Moveon.org & Rich Klein / The Boston Globe – 2006-06-12 23:17:16
Save NPR and PBS (again)
Everyone expected House Republicans to give up efforts to kill NPR and PBS after a massive public outcry stopped them last year. But they’ve just voted to eliminate funding for NPR and PBS — unbelievably, starting with programs like “Sesame Street.”
Public broadcasting would lose nearly a quarter of its federal funding this year. Even worse, all funding would be eliminated in two years — threatening one of the last remaining sources of watchdog journalism.
• Sign the petition telling Congress to save NPR and PBS again this year:
Last year, millions of us took action to save NPR and PBS, and Congress listened. We can do it again if enough of us sign the petition in time. This would be the most severe cut in the history of public broadcasting.
The Boston Globe reports the cuts “could force the elimination of some popular PBS and NPR programs.” NPR’s president expects rural public radio stations may be forced to shut down.
The House and Senate are deciding if public broadcasting will survive, and they need to hear from viewers like you.
• Sign the petition at:
GOP Takes Aim at PBS Funding
House Panel backs Budget Reductions
Rick Klein / Boston Globe
WASHINGTON (June 8, 2006) — House Republicans yesterday revived their efforts to slash funding for public broadcasting, as a key committee approved a $115 million reduction in the budget for the Corporation for Public Broadcasting that could force the elimination of some popular PBS and NPR programs.
On a party-line vote, the House Appropriations subcommittee that oversees health and education funding approved the cut to the budget for the Corporation for Public Broadcasting, which distributes money to the Public Broadcasting Service and National Public Radio. It would reduce the corporation’s budget by 23 percent next year, to $380 million, in a cut that Republicans said was necessary to rein in government spending.

# # #

## Exercise task 1
Reproduce the portion of the public broadcasting piece that opens with the words containing "Public broadcasting would" and closes with "to shut down.".
## Exercise task 2
Go on with the public broadcasting piece, picking up right after its final sentence.
The items after this point are separate material, not part of the public broadcasting piece.

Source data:
# # #

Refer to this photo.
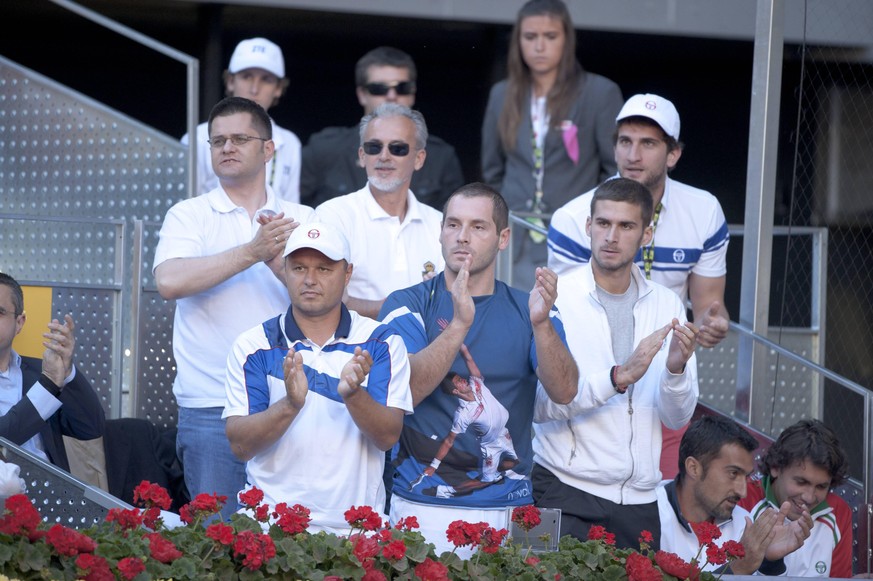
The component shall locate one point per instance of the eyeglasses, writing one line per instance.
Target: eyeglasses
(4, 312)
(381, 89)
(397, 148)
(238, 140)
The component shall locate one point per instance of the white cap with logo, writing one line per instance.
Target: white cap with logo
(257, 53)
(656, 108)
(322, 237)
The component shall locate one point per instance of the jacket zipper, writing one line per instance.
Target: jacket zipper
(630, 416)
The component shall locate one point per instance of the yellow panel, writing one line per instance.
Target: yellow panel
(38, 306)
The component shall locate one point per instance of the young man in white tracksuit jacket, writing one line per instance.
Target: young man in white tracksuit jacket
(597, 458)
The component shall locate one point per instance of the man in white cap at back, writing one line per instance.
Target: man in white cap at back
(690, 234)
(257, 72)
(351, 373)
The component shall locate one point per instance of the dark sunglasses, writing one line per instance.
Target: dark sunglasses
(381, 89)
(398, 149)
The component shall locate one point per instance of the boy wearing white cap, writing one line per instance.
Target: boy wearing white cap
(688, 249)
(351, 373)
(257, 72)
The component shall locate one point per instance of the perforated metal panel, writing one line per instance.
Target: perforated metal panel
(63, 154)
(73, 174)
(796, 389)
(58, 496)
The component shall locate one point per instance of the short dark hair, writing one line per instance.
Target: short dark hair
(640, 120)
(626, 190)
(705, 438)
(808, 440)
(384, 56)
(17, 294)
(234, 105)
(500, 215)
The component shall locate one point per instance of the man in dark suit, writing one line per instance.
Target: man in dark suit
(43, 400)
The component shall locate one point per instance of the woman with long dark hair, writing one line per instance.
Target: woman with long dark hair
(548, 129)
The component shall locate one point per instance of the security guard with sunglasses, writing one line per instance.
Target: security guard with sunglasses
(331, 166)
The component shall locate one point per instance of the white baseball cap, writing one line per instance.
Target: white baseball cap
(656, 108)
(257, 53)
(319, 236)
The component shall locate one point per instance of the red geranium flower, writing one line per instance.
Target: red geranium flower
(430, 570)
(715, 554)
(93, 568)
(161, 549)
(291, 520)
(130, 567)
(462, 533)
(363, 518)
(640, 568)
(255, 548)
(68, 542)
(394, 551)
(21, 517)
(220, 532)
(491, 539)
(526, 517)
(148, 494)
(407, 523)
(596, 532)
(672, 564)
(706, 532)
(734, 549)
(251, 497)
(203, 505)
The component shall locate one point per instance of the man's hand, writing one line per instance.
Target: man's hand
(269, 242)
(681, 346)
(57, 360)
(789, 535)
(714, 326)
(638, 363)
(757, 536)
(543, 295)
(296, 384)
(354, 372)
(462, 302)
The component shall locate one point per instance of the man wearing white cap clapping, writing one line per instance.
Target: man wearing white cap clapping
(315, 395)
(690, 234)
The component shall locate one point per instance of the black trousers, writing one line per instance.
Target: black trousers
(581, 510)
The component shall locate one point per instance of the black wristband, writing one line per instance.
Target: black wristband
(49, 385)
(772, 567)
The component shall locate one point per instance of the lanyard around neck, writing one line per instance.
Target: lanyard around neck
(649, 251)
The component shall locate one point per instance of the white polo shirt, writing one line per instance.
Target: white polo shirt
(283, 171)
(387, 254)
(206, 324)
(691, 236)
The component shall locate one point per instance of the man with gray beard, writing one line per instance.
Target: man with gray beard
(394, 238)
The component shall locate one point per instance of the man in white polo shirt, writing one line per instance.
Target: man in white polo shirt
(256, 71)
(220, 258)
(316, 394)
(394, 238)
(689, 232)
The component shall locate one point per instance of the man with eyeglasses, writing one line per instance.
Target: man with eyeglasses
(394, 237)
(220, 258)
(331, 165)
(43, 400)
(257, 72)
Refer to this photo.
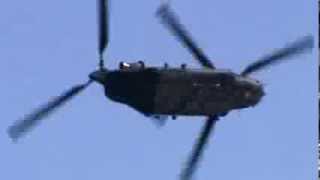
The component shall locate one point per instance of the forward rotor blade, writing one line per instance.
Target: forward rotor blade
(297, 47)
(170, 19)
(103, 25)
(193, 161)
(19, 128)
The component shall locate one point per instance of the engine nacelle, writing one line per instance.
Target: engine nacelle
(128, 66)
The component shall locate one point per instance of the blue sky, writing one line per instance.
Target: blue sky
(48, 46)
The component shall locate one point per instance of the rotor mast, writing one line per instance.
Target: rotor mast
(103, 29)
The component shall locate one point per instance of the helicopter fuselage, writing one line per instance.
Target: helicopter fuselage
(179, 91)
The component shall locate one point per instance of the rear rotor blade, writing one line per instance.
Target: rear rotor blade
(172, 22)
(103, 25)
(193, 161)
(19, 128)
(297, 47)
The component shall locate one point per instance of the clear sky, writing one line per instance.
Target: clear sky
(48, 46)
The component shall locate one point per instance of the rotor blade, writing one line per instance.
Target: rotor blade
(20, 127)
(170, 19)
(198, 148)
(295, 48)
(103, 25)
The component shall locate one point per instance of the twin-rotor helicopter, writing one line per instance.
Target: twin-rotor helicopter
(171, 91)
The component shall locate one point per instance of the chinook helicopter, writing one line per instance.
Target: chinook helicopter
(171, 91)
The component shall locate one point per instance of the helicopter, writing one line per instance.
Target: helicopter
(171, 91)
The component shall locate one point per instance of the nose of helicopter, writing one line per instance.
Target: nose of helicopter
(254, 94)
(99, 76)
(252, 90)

# # #

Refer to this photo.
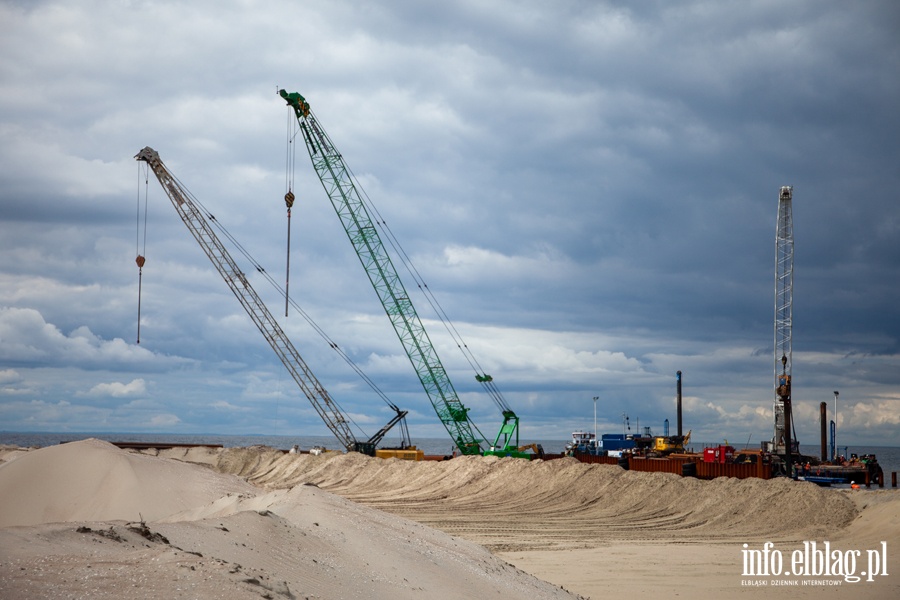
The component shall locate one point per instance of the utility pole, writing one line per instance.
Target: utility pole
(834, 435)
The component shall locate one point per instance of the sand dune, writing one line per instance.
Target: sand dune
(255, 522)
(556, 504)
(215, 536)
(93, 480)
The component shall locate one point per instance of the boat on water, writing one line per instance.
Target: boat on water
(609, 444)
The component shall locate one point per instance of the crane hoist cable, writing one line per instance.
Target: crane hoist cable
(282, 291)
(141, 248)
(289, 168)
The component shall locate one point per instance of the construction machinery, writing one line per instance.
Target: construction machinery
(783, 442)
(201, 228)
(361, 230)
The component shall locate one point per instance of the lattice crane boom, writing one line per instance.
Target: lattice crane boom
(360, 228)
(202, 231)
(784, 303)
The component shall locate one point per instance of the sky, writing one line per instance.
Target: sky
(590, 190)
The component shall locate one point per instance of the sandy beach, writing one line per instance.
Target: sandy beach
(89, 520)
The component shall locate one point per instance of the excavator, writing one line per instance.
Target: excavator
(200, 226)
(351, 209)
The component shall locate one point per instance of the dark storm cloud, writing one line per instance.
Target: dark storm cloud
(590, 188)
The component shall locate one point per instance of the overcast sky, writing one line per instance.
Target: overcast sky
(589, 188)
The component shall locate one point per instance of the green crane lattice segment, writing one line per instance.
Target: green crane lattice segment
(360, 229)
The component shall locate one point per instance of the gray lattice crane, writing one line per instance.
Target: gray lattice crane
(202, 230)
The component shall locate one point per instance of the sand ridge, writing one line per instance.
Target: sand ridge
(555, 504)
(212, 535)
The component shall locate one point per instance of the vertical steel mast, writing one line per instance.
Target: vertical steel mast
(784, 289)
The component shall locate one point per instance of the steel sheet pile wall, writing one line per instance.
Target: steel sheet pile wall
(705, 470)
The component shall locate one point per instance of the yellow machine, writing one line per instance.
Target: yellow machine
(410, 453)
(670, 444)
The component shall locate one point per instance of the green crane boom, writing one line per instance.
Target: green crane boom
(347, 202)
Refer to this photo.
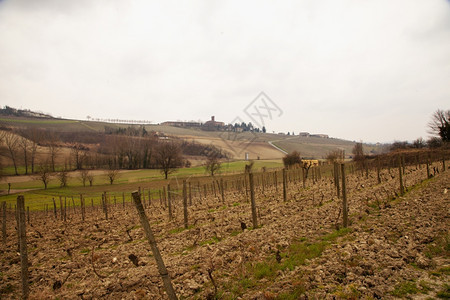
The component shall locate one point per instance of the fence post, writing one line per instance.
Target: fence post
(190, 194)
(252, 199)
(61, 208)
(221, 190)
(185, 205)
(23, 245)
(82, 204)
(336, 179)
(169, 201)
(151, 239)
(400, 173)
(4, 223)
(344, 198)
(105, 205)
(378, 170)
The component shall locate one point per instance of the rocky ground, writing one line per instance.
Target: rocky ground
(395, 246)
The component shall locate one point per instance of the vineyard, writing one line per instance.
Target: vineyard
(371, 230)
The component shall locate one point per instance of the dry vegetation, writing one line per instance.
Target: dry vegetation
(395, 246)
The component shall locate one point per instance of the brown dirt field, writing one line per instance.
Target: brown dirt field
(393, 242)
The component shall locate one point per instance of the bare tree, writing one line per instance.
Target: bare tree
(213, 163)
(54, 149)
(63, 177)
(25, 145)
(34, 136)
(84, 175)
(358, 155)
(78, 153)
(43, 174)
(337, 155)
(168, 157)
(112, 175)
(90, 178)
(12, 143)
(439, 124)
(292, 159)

# # #

## Expected output 1
Public broadcasting would lose nearly a quarter of its federal funding this year. Even worse, all funding would be eliminated in two years — threatening one of the last remaining sources of watchdog journalism.
• Sign the petition telling Congress to save NPR and PBS again this year:
Last year, millions of us took action to save NPR and PBS, and Congress listened. We can do it again if enough of us sign the petition in time. This would be the most severe cut in the history of public broadcasting.
The Boston Globe reports the cuts “could force the elimination of some popular PBS and NPR programs.” NPR’s president expects rural public radio stations may be forced to shut down.

## Expected output 2
The reduction, which would come in the fiscal year beginning Oct. 1, must be approved by the full Appropriations Committee, and then the full House and Senate, before it could take effect. Democrats and public broadcasting advocates began planning efforts to reverse the cut.
A similar move last year by Republican leaders was turned back in a fierce lobbying campaign launched by Public Broadcasting Service stations and Democratic members of Congress, in a debate that was colored by some Republicans’ frustration with what they see as a liberal slant in public programming.
Still, Republicans say they remain adamant that public broadcasting cannot receive funding at the expense of healthcare and education programs.
Republicans are looking for ways to save taxpayers’ dollars, amid fiscal conservatives’ concerns over the budget deficit. “We’ve got to keep our priorities straight,” said Representative Ralph Regula, an Ohio Republican who is chairman of the appropriations panel that approved the cut. “You’re going to choose between giving a little more money to handicapped children versus providing appropriations for public broadcasting.”
Democrats accused Republicans of trying to gut a bastion of children-oriented television to pay for tax cuts for the wealthy that have been backed by the Bush White House.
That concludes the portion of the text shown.